═════ SOURCE DOCUMENT

Re: [PATCH v5 1/5] mm,memory_hotplug: Allocate memmap from the added memory range

[Michal Hocko]

[Sorry for a long overdue review. I didn't have time to follow previous
versions so I am sorry if some of my concerns have been discussed
already]

On Fri 19-03-21 10:26:31, Oscar Salvador wrote:
> Physical memory hotadd has to allocate a memmap (struct page array) for
> the newly added memory section. Currently, alloc_pages_node() is used
> for those allocations.
> 
> This has some disadvantages:
>  a) an existing memory is consumed for that purpose
>     (eg: ~2MB per 128MB memory section on x86_64)
>  b) if the whole node is movable then we have off-node struct pages
>     which has performance drawbacks.

I was playing with movable_node and performance implications back in
2017 (unfortunately I do not have specific numbers anymore) and the
setup was a bit extreme - a single node (0) with normal zones and all
other nodes with movable memory only. So not only struct pages but any
other kernel metadata were on a remote node. I remember I could see
clear performance drop scaling with the distance from node 0 somewhere
betweem 5-10% on kbuild bound on a movable node.

>  c) It might be there are no PMD_ALIGNED chunks so memmap array gets
>     populated with base pages.
> 
> This can be improved when CONFIG_SPARSEMEM_VMEMMAP is enabled.
> 
> Vmemap page tables can map arbitrary memory.
> That means that we can simply use the beginning of each memory section and
> map struct pages there.

In fact beginning of the memory block should be sufficient as sections
cannot be hotremoved without the rest of the memory block.

> struct pages which back the allocated space then just need to be treated
> carefully.
> 
> Implementation wise we will reuse vmem_altmap infrastructure to override
> the default allocator used by __populate_section_memmap.
> Part of the implementation also relies on memory_block structure gaining
> a new field which specifies the number of vmemmap_pages at the beginning.

Here you are talking about memory block rather than section.

> This comes in handy as in {online,offline}_pages, all the isolation and
> migration is being done on (buddy_start_pfn, end_pfn] range,
> being buddy_start_pfn = start_pfn + nr_vmemmap_pages.
> 
> In this way, we have:
> 
> [start_pfn, buddy_start_pfn - 1] = Initialized and PageReserved
> [buddy_start_pfn, end_pfn - 1]       = Initialized and sent to buddy
> 
> Hot-remove:
> 
>  We need to be careful when removing memory, as adding and
>  removing memory needs to be done with the same granularity.
>  To check that this assumption is not violated, we check the
>  memory range we want to remove and if a) any memory block has
>  vmemmap pages and b) the range spans more than a single memory
>  block, we scream out loud and refuse to proceed.

Is this a real problem? If each memory block has its own vmemmap then we
should be just fine, no?
 
>  If all is good and the range was using memmap on memory (aka vmemmap pages),
>  we construct an altmap structure so free_hugepage_table does the right
>  thing and calls vmem_altmap_free instead of free_pagetable.

══════════

# [WRITTEN INSTRUCTION 1]
Put the rows below into a Markdown table with the columns Number and Line, starting with the line containing "A quick favor: can you find the paved" and going on through the line containing "[0,73,53,123]". Number each line and leave out blank lines.
# [WRITTEN INSTRUCTION 2]
Supply what follows in the memory hotplug patch review above, picking up right after its final line.

═════ DATA TO USE

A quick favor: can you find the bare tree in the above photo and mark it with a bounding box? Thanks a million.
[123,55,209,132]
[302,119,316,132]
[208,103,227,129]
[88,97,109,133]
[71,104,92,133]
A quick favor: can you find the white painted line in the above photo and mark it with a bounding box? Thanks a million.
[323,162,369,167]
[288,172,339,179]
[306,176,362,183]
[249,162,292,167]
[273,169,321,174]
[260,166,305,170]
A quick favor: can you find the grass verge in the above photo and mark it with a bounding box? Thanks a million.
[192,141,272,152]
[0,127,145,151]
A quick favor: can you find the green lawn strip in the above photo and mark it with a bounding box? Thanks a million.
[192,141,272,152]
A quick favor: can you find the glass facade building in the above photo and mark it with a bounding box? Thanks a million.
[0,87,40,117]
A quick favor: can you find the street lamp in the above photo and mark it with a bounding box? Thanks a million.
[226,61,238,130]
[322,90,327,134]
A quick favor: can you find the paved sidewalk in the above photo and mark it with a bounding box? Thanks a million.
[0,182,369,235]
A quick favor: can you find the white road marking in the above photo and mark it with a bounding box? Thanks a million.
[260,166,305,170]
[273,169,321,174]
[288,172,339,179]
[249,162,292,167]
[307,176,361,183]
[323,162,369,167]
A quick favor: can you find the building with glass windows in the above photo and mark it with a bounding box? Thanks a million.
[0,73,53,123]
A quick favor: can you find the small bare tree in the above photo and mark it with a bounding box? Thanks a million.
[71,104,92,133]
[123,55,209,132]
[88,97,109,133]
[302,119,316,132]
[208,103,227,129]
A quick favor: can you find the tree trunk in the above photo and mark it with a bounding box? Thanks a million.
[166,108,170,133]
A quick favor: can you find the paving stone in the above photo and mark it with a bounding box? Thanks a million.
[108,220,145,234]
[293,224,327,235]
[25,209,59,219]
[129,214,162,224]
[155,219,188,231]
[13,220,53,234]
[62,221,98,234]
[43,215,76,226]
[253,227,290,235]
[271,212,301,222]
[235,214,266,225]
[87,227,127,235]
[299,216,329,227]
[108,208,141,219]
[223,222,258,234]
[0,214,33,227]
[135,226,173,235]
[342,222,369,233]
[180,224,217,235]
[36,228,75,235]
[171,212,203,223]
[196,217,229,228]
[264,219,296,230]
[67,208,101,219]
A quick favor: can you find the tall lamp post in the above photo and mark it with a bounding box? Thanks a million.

══════════

# [TASK RESPONSE 1]
| Number | Line |
|---|---|
| 1 | A quick favor: can you find the paved sidewalk in the above photo and mark it with a bounding box? Thanks a million. |
| 2 | [0,182,369,235] |
| 3 | A quick favor: can you find the white road marking in the above photo and mark it with a bounding box? Thanks a million. |
| 4 | [260,166,305,170] |
| 5 | [273,169,321,174] |
| 6 | [288,172,339,179] |
| 7 | [249,162,292,167] |
| 8 | [307,176,361,183] |
| 9 | [323,162,369,167] |
| 10 | A quick favor: can you find the building with glass windows in the above photo and mark it with a bounding box? Thanks a million. |
| 11 | [0,73,53,123] |

# [TASK RESPONSE 2]
I would appreciate some more description of the patch itself. The above
outlines a highlevel problems and design. The patch is quite large and
it acts on several layers - physical hotplug, {on,off}lining and sysfs
layer.

Let me capture my thinking:
- from the top level 
- sysfs interfaces - memory block is extended to contain the number of
  vmemmap pages reserved from the beginning of the block for all
  memory sections belonging to the block.
- add_memory_resource is the entry point to reserve the vmemmap space
  for the block. This is an opt-in feature (MHP_MEMMAP_ON_MEMORY) and
  there is no current user at this stage.
- vmem_altmap is instructed to use the reserved vmemmap space as the
  backing storage for the vmemmap struct pages. Via arch_add_memory->
  __populate_section_memmap.
- online_pages for some reason needs to know about the reserved vmemmap
  space. Why? It already knows the intial pfn to online. Why cannot
  caller simply alter both start pfn and nr_pages to online everything
  after the vmemmap space? This is somehow conflating the mem block
  concept deeper into onlining.
- the same applies to offlining.
- finally hotremove - which is the most tricky part. try_remove_memory
  learns about vmemmap reserved space and provides it to __remove_pages
  and eventually all the way down to remove_pagetable via altmap
  Now a question and something I have stumbled over few years back when
  looking into this. Let's say you have multi section memblock so the
  first section of the block backs vmemmaps for all other sections.
  What happens when you drop the first worth of section before tearing
  down all other vmemmaps?

Now to the specific implementation.

[...]
> @@ -185,10 +185,11 @@ memory_block_action(unsigned long start_section_nr, unsigned long action,
>  
>  	switch (action) {
>  	case MEM_ONLINE:
> -		ret = online_pages(start_pfn, nr_pages, online_type, nid);
> +		ret = online_pages(start_pfn, nr_pages, nr_vmemmap_pages,
> +				   online_type, nid);
>  		break;

I would just offset start_pfn and nr_pages.

[...]

> @@ -603,7 +606,7 @@ static int add_memory_block(unsigned long base_section_nr)
>  	if (section_count == 0)
>  		return 0;
>  	return init_memory_block(memory_block_id(base_section_nr),
> -				 MEM_ONLINE);
> +				 MEM_ONLINE, 0);

This would deserve a comment.
	/* Early init code to create memory blocks for all the memory.
	 * Backed by bootmem struct pages so no vmemmap reserved space.
	 */

[...]
> -static void online_pages_range(unsigned long start_pfn, unsigned long nr_pages)
> +static void online_pages_range(unsigned long start_pfn, unsigned long nr_pages,
> +			       unsigned long buddy_start_pfn)

More on that later
>  {
>  	const unsigned long end_pfn = start_pfn + nr_pages;
> -	unsigned long pfn;
> +	unsigned long pfn = buddy_start_pfn;
> +
> +	/*
> +	 * When using memmap_on_memory, the range might be unaligned as the
> +	 * first pfns are used for vmemmap pages. Align it in case we need to.
> +	 */
> +	VM_BUG_ON(!IS_ALIGNED(pfn, pageblock_nr_pages));

No this is not something VM_BUG_ON should be used for. This is perfectly
recoverable situation. Besides that this is a wrong layer to care. All
the fixup should happen up in the call chain.

>  int __ref online_pages(unsigned long pfn, unsigned long nr_pages,
> -		       int online_type, int nid)
> +		       unsigned long nr_vmemmap_pages, int online_type, int nid)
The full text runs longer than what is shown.